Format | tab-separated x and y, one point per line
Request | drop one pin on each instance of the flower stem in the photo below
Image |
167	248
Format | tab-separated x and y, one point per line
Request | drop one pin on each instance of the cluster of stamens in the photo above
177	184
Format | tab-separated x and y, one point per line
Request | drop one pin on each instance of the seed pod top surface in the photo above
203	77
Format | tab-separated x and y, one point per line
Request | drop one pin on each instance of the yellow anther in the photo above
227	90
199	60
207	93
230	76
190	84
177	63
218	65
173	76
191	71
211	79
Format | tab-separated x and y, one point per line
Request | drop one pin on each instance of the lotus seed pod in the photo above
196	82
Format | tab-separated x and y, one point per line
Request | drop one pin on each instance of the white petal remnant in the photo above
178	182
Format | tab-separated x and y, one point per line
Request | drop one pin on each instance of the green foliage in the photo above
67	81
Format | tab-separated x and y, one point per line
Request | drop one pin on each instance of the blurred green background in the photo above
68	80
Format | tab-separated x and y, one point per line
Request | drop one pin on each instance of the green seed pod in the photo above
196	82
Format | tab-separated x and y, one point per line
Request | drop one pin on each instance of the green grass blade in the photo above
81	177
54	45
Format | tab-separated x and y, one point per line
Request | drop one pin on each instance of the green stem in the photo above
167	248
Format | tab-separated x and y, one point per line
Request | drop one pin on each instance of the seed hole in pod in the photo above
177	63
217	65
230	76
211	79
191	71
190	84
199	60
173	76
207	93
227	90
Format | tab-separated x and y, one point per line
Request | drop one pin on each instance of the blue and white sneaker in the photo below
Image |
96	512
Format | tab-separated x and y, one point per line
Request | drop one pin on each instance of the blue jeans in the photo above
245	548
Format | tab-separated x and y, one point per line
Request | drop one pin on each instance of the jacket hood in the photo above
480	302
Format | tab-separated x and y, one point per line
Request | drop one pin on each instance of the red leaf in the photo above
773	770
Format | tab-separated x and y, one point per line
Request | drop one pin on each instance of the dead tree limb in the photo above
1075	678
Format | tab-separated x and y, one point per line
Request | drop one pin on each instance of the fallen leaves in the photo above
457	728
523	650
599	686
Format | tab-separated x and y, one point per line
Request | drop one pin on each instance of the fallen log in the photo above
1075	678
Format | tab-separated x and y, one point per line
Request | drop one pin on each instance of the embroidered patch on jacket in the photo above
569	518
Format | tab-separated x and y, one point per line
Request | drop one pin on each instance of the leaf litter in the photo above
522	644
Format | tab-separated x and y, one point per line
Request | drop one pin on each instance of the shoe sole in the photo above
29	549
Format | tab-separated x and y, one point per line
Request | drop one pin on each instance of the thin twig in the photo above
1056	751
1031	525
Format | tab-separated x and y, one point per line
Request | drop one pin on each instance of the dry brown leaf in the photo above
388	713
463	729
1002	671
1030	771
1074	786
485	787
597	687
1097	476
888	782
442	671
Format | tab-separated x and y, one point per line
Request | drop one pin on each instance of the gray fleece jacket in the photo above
◇ ◇ ◇ ◇
| What this task involves |
The entries above must be retyped exactly, down to the last character.

| Exercise result |
Format | tab-separated x and y, one point per line
Request | drop one pin on each instance of the flower stem in the photo below
Image |
167	248
Format | tab-separated x and y, one point per line
Request | drop one pin on each instance of the cluster of stamens in the photo above
177	184
Format | tab-separated x and y, one point per line
Request | drop one pin on each instance of the seed pod top surface in the photo above
203	77
Format | tab-separated x and y, one point per line
Request | drop one pin on each instance of the yellow anther in the photo above
227	90
199	60
207	93
230	76
190	84
177	63
218	65
173	76
191	71
211	79
Format | tab-separated x and y, one point per line
Request | drop one pin on each instance of the lotus seed pod in the photo above
196	82
Format | tab-separated x and y, one point per line
Request | drop one pin on each instance of the white petal remnant in the photo above
178	182
Format | tab-separated x and y, one point per line
Request | drop one pin on each instance of the green foliage in the photo above
67	81
Format | tab-separated x and y, one point per line
Request | drop one pin on each instance of the blurred green background in the photo above
68	80
Format | tab-separated x and y, one point per line
Request | drop one pin on each instance of the green seed pod in the photo above
196	82
Format | tab-separated x and y, one point per line
Request | drop one pin on each instance of the green grass blade in the photo above
81	177
54	45
Format | tab-separated x and y, one point per line
Request | drop one pin on each instance of the green stem in the photo above
167	248
Format | tab-separated x and y, one point per line
Request | drop one pin on each instance of the seed hole in pod in the photo above
177	63
217	65
230	76
211	79
191	71
190	84
199	60
173	76
207	93
227	90
Format | tab-separated x and y, one point per line
Request | drop one pin on each instance of the blue and white sneaker in the photo below
Image |
96	512
Format | tab-separated x and y, one point per line
Request | drop one pin on each instance of the blue jeans in the photo above
245	548
Format | tab-separated x and y, one point per line
Request | drop one pin on each instance of the jacket hood in the photo above
480	302
Format | tab-separated x and y, one point per line
Request | drop one pin on each instance of the red leaf in the photo above
773	770
Format | tab-separated x and y, one point per line
Request | drop one pin on each instance of the dead tree limb in the photo above
1075	678
Format | tab-separated x and y, one point per line
Request | drop one pin on each instance of the fallen leaves in the photo above
457	728
523	650
599	686
Format | tab-separated x and y, one point per line
Request | drop one pin on each instance of the fallen log in the photo above
1075	678
Format | tab-separated x and y, one point per line
Request | drop one pin on each instance of the embroidered patch on jacket in the photo above
569	518
Format | tab-separated x and y, one point per line
Request | drop one pin on each instance of the leaf litter in the photo above
522	644
Format | tab-separated x and y, one point per line
Request | drop one pin on each instance of the shoe sole in the photo above
29	549
Format | tab-separated x and y, one point per line
Request | drop one pin on each instance of the thin twig in the photo above
1056	751
1031	525
Format | tab-separated x and y, one point per line
Request | drop one pin on each instance of the dry brown leaf in the photo above
388	713
463	729
1002	671
1030	771
1074	786
485	787
597	687
1097	476
888	782
442	671
Format | tab-separated x and y, one point per line
Request | drop one pin on each instance of the gray fleece jacket in the photo above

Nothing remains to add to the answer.